• [Textauszug]:
# Bilder einer GTX 460 mit weißem PCB von Galaxy aufgetaucht



## SaKuL (20. Oktober 2010)

*Bilder einer GTX 460 mit weißem PCB von Galaxy aufgetaucht*

Auf der Seite von expreview.com sind heute Bilder einer GTX 460 mit weißem PCB von Galaxy aufgetaucht. 

Die Besonderheiten der Platine finden sich nicht nur in der Farbe sondern auch in der Spannungsversorgung. Diese ist digital und hat 6+2 Phasen, welche von Volterra-Controllern realisiert werden. Somit stehen 6 Phasen mit bis zu 40 Ampere (theoretisch) für die CPU und 2 Phasen mit ebenfalls theoretischen 40 Ampere für den Speicher zur Verfügung. So soll eine maximale Schaltfrequenz von 1,3 MHz möglich sein. Rückseitig wurden auf der Platine zusätzliche Entstörkondensatoren von NEC verbaut.
Des Weiteren stehen als Outputs ein DVI, HDMI und DIsplayport zur Verfügung. Um bei extremer Übertaktung genügend Strom zur Verfügung zu stellen wurde einer, der bei der GTX 460 sonst üblichen 6-Pin-PCIe-Stromstecker, durch einen mit 8 Pins ersetzt.

Aus diesen Veränderungen soll ein großes Übertaktungspotential resultieren. Von einem konkreten Erscheinungsdatum oder gar einem Preis ist noch nichts bekannt. Es ist jedoch die Rede von einem " Merry Christmas gift for overclockers" - einem Weihnachtsgeschenk für Overclocker, ob auch in Europa ist ebenfalls nicht bekannt.  

Quelle: expreview.com


----------



## $.Crackpipeboy.$ (20. Oktober 2010)

• [Die Aufgabe]: Nenne alle Firmen, die der Beitrag über die GTX 460 mit weißem PCB als Hersteller der Karte oder ihrer Bauteile angibt.

• [Gegebene Informationen]:
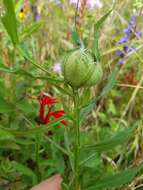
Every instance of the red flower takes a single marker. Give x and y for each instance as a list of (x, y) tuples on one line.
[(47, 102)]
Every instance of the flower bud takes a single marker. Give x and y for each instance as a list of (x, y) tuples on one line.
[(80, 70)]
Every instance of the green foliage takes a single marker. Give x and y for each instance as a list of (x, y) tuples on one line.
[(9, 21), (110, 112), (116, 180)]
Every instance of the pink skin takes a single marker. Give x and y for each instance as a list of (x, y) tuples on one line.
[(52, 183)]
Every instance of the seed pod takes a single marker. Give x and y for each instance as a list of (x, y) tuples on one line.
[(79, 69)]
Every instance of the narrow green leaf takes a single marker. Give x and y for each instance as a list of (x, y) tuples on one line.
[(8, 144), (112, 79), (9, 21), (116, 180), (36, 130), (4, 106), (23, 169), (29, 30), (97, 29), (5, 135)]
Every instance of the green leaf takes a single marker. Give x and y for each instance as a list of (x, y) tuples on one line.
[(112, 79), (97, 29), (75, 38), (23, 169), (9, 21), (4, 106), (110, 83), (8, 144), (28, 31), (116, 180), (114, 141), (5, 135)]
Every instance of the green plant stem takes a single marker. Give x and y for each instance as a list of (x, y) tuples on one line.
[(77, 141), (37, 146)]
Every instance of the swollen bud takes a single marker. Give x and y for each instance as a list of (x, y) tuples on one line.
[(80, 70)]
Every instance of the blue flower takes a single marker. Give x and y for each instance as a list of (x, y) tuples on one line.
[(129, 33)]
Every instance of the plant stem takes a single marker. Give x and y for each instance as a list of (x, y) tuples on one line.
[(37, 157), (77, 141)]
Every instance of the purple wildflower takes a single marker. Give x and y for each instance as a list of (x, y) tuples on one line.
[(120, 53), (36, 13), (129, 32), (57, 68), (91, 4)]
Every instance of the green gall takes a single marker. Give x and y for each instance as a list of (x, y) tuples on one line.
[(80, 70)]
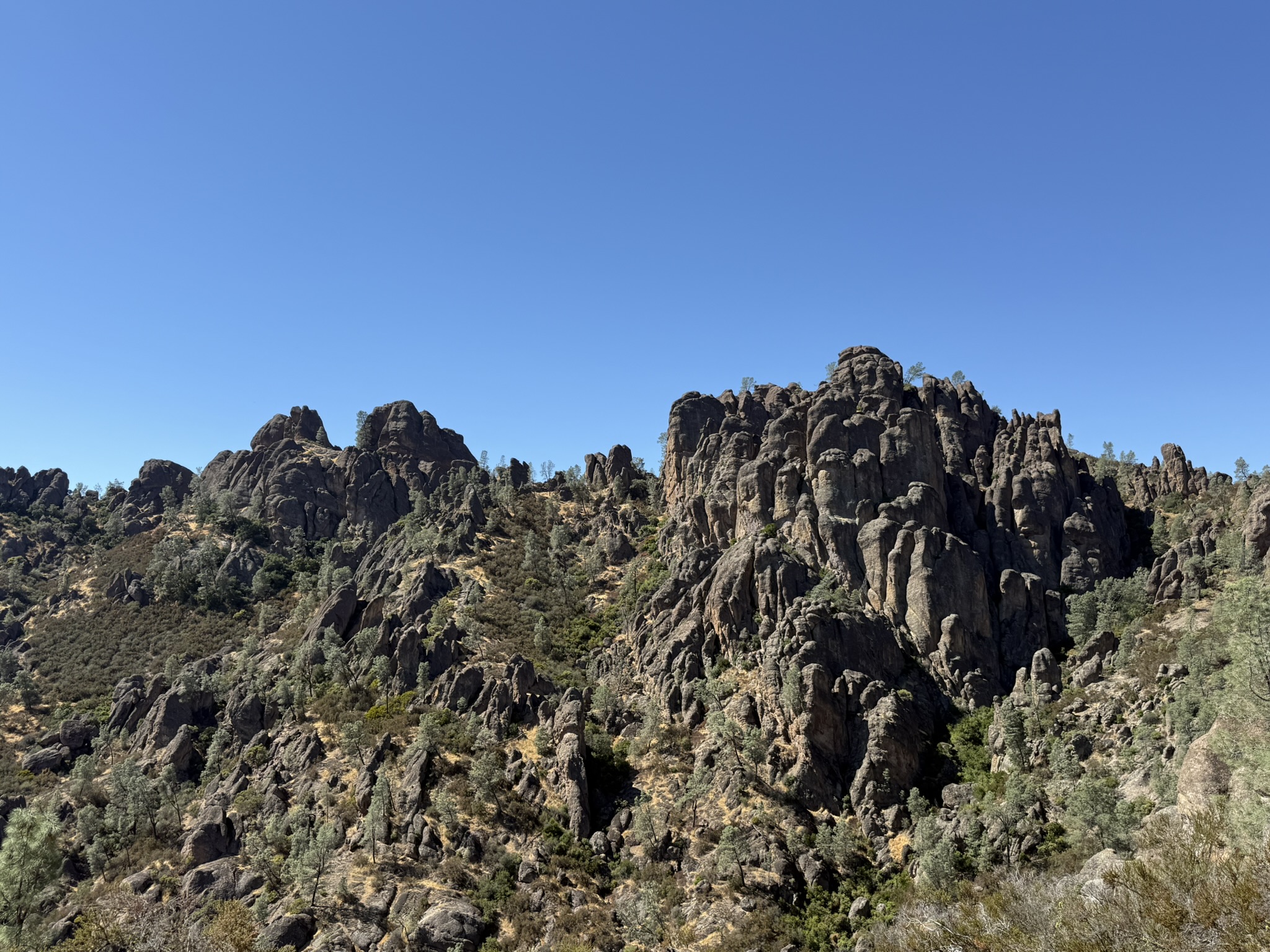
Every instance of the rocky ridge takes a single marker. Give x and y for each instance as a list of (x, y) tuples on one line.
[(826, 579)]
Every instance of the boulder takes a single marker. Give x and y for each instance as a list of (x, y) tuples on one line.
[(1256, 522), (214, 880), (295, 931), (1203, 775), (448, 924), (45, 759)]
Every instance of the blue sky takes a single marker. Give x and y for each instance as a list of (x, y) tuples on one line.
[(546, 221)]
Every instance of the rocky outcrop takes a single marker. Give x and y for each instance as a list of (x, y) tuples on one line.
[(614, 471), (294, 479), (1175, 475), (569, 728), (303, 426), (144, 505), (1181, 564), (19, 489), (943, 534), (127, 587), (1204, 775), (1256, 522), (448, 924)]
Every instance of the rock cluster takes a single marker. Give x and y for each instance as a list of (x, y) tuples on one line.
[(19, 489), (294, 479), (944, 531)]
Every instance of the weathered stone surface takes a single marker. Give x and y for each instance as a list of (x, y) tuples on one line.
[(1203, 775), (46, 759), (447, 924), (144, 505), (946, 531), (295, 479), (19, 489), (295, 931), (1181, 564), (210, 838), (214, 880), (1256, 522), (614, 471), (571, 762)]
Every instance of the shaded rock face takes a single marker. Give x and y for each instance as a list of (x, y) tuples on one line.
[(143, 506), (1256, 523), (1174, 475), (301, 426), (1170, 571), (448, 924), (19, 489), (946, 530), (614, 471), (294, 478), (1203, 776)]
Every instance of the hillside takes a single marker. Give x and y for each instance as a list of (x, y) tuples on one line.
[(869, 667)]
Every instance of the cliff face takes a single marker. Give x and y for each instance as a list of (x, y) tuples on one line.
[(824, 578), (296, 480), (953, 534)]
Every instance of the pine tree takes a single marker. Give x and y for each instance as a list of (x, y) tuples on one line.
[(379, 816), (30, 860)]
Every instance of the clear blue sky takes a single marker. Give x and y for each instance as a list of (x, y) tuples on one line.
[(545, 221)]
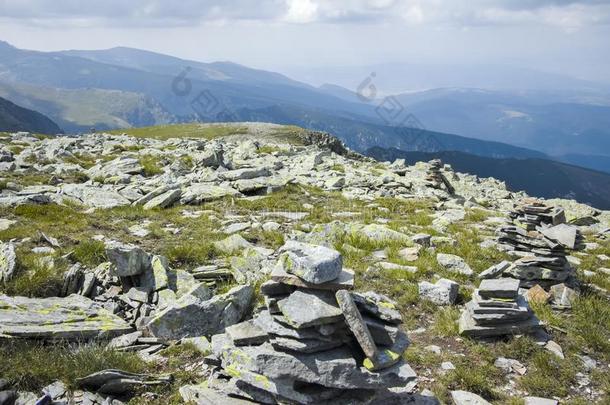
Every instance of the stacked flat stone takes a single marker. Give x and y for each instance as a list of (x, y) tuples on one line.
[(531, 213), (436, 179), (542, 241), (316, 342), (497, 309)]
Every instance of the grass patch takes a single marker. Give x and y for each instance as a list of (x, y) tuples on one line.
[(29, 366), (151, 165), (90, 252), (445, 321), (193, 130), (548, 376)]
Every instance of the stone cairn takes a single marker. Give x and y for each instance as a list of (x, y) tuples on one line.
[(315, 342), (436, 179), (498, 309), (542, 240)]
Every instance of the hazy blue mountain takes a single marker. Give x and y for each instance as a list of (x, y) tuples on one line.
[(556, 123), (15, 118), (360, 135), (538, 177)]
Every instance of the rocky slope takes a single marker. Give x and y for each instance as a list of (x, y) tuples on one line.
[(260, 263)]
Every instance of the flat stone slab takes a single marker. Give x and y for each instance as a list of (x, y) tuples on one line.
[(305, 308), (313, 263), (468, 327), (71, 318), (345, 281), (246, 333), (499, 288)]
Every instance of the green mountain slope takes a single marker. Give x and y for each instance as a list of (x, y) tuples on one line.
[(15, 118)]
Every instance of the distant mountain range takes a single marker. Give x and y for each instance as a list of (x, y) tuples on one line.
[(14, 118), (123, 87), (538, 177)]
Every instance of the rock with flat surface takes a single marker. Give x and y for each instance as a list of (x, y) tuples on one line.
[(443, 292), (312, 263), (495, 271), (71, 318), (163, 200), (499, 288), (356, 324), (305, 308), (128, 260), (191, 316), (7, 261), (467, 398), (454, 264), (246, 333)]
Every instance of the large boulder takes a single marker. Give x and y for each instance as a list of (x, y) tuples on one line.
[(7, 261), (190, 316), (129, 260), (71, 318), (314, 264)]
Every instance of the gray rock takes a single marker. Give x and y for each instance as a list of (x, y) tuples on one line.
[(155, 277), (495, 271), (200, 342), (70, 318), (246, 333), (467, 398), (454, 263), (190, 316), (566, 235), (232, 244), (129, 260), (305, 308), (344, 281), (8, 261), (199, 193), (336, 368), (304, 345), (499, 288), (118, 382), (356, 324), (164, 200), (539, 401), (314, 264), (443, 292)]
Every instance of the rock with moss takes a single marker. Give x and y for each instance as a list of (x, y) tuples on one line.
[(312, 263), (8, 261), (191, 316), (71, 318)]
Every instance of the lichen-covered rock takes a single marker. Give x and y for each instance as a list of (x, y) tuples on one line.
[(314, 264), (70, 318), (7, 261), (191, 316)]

• [Schriftliche Lösung]: Galaxy (die Karte selbst), Volterra (die Controller der Spannungsversorgung) und NEC (die Entstörkondensatoren auf der Rückseite).